*** Text

Flüchtlingsanerkennung für jungen Mann aus Somalia wegen Verfolgung durch Al-Shabaab:

1. Der Kläger ist vorverfolgt ausgereist, da er und sein Bruder durch die Al-Shabaab als Gegner ihrer Organisation ausgemacht, sein Bruder daraufhin hingerichtet und der Kläger gesucht wurde.

2. Obwohl die Flucht des Klägers bereits mehrere Jahre zurückliegt, ist aufgrund der Erkenntnisse zum Vorgehen der Al-Shabaab davon auszugehen, dass die Gruppe den Kläger bei einer Rückkehr weiter suchen und verfolgen würde.

3. Eine Person wie der Kläger, der zum Minderheitenclan Gabooye gehört und weder auf ein familiäres Netzwerk zurückgreifen kann noch eine spezifische Berufsausbildung besitzt, kann nicht darauf verwiesen werden, in einem anderen Landesteil Somalias Schutz zu suchen, da die Existenzsicherung gefährdet wäre.

(Leitsätze der Redaktion)

******

**Ziel der Aufgabe**
Geben Sie aus dem Text zur Flüchtlingsanerkennung den Abschnitt wortgetreu wieder, der mit den Worten „1. Der Kläger“ einsetzt und mit „Kläger gesucht wurde.“ schließt. Die Einträge werden für die Bearbeitung nicht benötigt.

*** Bereitgestellte Daten

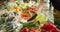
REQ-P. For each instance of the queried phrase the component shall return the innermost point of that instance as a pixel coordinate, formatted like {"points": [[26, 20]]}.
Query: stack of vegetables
{"points": [[35, 22]]}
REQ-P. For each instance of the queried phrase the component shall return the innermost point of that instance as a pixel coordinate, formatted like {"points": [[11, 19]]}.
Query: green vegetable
{"points": [[40, 17], [8, 8], [29, 25]]}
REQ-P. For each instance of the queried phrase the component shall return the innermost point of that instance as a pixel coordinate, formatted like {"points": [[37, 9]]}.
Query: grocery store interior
{"points": [[29, 16]]}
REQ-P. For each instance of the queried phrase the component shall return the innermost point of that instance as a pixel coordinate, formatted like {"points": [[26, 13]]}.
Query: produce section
{"points": [[24, 17]]}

******

**Die Antwort**
1. Der Kläger ist vorverfolgt ausgereist, da er und sein Bruder durch die Al-Shabaab als Gegner ihrer Organisation ausgemacht, sein Bruder daraufhin hingerichtet und der Kläger gesucht wurde.